The request
Can you reproduce every line of the records below verbatim, changing nothing?

Source data
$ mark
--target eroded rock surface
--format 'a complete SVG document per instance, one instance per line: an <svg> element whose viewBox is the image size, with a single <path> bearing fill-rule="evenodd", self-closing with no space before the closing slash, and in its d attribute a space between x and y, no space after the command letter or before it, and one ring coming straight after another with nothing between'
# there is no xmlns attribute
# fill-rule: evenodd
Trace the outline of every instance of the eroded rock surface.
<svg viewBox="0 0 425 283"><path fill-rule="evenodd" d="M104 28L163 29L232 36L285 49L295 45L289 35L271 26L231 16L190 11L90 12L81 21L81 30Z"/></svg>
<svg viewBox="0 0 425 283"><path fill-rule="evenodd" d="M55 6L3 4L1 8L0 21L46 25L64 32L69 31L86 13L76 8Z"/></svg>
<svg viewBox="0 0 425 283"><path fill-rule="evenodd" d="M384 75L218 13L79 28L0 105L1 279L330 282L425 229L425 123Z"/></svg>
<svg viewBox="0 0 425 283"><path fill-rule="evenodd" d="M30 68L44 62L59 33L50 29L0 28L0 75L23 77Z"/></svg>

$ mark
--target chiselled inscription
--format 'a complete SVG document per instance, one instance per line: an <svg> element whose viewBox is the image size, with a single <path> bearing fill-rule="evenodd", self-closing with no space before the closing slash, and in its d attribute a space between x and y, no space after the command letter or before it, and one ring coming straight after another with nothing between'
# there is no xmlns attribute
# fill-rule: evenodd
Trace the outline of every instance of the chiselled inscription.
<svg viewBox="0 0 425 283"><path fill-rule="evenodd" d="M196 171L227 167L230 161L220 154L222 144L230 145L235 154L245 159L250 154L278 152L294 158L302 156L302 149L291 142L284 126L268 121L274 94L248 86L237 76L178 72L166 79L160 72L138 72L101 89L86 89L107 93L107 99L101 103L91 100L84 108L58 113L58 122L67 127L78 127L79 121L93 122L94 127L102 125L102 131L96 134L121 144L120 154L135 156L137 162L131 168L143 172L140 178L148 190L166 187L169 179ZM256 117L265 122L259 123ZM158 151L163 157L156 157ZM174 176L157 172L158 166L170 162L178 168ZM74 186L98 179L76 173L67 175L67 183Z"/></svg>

Answer to the problem
$ mark
--target eroded rock surface
--format 'a complete SVG document per instance, one instance per line: an <svg> element whose viewBox is the image size, with a single <path> bearing fill-rule="evenodd", self-closing with no space before the closing slash, and in its d attribute a space between x and y, no space after the command letter or before it, and one ring coming straight after another with nothing between'
# there is no xmlns attribute
# fill-rule: evenodd
Trace the outline of every instance of the eroded rock surface.
<svg viewBox="0 0 425 283"><path fill-rule="evenodd" d="M104 28L163 29L232 36L285 49L295 45L289 35L271 26L231 16L190 11L90 12L81 21L81 30Z"/></svg>
<svg viewBox="0 0 425 283"><path fill-rule="evenodd" d="M55 6L3 4L1 8L0 21L46 25L64 32L69 31L86 13L76 8Z"/></svg>
<svg viewBox="0 0 425 283"><path fill-rule="evenodd" d="M384 75L218 13L79 28L0 105L1 279L330 282L425 229L425 123Z"/></svg>
<svg viewBox="0 0 425 283"><path fill-rule="evenodd" d="M30 68L44 62L59 33L50 29L0 28L0 75L23 77Z"/></svg>

$ mark
--target chiselled inscription
--format 'a complete SVG document per instance, one instance per line: an <svg> element whose viewBox is the image size, with a single <path> bearing fill-rule="evenodd", self-closing with no space before the closing slash, and in its d attribute a space between x and y, no space after the command letter or before it, and one ring coming straight after another with nothing between'
# there is no xmlns attribute
# fill-rule: evenodd
Trace the outline of every instance of the chiselled inscription.
<svg viewBox="0 0 425 283"><path fill-rule="evenodd" d="M196 171L227 167L230 161L220 154L222 144L230 145L235 154L245 159L250 154L278 152L294 158L302 156L302 149L291 142L284 126L268 121L274 94L248 86L237 76L178 72L166 79L160 72L138 72L101 89L86 89L107 93L107 99L101 103L91 100L84 108L58 113L58 122L67 127L78 127L79 121L93 122L94 127L102 125L102 131L96 134L121 144L120 154L135 156L137 162L131 168L143 172L140 178L148 190L166 187L169 179ZM256 117L265 122L259 123ZM158 151L163 157L156 157ZM174 176L157 172L158 166L170 162L178 168ZM74 186L98 179L76 173L67 175L67 183Z"/></svg>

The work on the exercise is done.